- [ARTICLE]:

Heroes
created by Tim Kring
(NBC, 2006)

Over the years comic books have grown up, maturing from simple tales told as complete stories in an issue or as a big story spanning two to four issues, to today's graphic format of complex literature told in story arcs spanning dozens of issues with epic series that encompass entire lives.

From the beginning, comic books have also spilled into other media. In the early days there were radio shows featuring Superman and Batman. Later on, television shows used comic-book characters or comic-book inspiration for shows like Batman, Captain America, Wonder Woman, The Man from Atlantis and The Green Hornet. As comics grew up, so did their media transitions, moving into the movies and becoming more adult and more complex. Superheroes like the Crow and Blade tackled the darker side of powers, and Ghost World, Unbreakable and American Splendor took comics or comic ideas out of the box that stereotype had built for them.

Object point labels
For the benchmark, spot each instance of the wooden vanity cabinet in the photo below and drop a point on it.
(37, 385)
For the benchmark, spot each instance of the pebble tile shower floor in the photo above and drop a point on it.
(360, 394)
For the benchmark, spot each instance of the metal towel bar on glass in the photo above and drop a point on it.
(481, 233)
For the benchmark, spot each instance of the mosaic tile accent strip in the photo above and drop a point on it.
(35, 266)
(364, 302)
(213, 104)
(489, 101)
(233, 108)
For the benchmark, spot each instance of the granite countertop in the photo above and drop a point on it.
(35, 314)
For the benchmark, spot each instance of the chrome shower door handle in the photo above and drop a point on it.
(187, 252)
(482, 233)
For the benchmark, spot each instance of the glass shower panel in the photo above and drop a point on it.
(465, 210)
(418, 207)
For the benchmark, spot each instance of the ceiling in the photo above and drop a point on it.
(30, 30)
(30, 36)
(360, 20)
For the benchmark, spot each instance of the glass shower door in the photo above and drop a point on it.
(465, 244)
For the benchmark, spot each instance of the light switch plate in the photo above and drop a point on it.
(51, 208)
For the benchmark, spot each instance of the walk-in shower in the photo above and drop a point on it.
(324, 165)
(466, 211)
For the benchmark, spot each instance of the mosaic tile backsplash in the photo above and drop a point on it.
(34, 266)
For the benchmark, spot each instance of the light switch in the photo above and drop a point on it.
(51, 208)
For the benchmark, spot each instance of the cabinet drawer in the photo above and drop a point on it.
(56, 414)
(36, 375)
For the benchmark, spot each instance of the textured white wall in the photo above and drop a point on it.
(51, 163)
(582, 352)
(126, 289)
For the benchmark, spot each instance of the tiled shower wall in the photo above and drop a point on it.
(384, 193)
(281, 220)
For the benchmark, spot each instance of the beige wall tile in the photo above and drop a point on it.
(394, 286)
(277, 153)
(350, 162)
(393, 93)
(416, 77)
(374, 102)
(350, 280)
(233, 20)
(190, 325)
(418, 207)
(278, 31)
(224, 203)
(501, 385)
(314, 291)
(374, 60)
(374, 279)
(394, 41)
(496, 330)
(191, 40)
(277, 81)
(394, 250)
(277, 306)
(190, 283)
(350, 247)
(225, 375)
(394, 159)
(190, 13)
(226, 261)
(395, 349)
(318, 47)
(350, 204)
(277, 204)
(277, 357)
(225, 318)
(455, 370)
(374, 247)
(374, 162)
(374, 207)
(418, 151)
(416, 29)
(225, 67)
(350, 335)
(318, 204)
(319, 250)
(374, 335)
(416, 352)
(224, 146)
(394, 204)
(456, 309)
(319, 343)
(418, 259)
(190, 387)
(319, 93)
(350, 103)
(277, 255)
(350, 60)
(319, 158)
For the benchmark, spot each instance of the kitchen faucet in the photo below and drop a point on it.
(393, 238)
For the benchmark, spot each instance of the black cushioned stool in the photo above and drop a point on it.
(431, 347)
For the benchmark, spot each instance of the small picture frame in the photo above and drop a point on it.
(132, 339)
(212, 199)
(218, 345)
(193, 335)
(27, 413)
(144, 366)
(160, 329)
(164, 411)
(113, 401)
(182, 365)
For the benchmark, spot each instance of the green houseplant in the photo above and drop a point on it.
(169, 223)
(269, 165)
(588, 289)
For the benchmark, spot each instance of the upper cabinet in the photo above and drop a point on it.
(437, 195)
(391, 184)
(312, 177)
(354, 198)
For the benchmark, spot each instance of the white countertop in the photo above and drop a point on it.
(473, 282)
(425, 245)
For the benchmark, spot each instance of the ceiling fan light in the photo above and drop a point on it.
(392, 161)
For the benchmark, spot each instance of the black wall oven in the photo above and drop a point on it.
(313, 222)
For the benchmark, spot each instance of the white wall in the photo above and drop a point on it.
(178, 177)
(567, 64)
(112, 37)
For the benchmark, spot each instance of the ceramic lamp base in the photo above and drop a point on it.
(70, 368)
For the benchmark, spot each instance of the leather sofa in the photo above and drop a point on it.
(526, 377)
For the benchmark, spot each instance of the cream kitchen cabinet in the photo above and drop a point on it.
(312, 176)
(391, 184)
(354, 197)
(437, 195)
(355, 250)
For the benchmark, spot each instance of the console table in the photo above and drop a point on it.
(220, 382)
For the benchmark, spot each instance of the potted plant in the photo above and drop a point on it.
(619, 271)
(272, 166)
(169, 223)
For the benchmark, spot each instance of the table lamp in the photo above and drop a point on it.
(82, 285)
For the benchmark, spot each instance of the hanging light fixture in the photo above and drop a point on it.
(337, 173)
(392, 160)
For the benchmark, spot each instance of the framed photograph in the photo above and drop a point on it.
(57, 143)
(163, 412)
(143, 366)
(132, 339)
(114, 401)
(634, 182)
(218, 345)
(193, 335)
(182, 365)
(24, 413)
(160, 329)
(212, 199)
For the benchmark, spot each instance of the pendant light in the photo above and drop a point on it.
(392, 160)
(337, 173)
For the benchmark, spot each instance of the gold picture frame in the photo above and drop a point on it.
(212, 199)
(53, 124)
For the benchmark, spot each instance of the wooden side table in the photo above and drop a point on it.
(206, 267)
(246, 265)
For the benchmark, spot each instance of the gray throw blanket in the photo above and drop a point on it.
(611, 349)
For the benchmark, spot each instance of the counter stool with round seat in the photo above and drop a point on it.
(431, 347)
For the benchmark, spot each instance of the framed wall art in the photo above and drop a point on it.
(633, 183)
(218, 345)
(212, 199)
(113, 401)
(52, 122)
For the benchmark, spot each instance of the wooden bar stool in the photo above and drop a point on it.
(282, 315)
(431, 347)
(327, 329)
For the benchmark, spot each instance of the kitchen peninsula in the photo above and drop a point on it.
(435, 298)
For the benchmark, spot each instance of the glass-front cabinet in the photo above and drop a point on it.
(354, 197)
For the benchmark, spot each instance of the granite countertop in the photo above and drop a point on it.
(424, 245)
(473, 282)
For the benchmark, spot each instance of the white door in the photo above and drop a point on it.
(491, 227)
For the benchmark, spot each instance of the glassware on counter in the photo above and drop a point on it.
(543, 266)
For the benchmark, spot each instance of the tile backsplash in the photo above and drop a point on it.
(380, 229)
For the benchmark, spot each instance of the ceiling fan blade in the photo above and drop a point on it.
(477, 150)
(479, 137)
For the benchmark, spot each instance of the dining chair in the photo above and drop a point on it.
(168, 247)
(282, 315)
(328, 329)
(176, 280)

- [DIRECTIONS]:
A - Summarize the text on comic books in two sentences.
B - Translate this sentence from the text on comic books into French: "As comics grew up, so did their media transitions, moving into the movies and becoming more adult and more complex."
C - Supply a continuation of the text on comic books, picking up after its final sentence.

- [ANSWERS GIVEN]:
A - Over the years, comic books have matured from simple stories told in a single issue or across two to four issues into complex graphic literature told in story arcs spanning dozens of issues. From the beginning they have also spilled into other media, moving from early radio shows to television and then into movies that became more adult and more complex.

B - À mesure que les bandes dessinées ont mûri, leurs transitions vers d'autres médias ont fait de même, passant au cinéma et devenant plus adultes et plus complexes.

C -
The problem with the media formats is they couldn't match the complexities of years' worth of issues developing grand plots while tackling episodic-length challenges in the process. And that's where we were when Heroes debuted in 2006 on NBC. Finally, the media formats can match in power of storytelling.

Heroes was created by veteran television creator Tim Kring and uses the format of comic books -- small story arcs lasting a single episode contributing to the larger story arc that spans one or more seasons of the television series.

It's a tale of superpowers emerging in human beings around the planet. This is possibly an evolutionary step, like mutations from the X-Men, but as yet that avenue remains unclear. What we do know is that one of the characters can paint the future when he's high on heroin, and in his future paintings he's shown that one of the heroes detonates in the heart of New York City, devastating it as effectively as a nuclear bomb.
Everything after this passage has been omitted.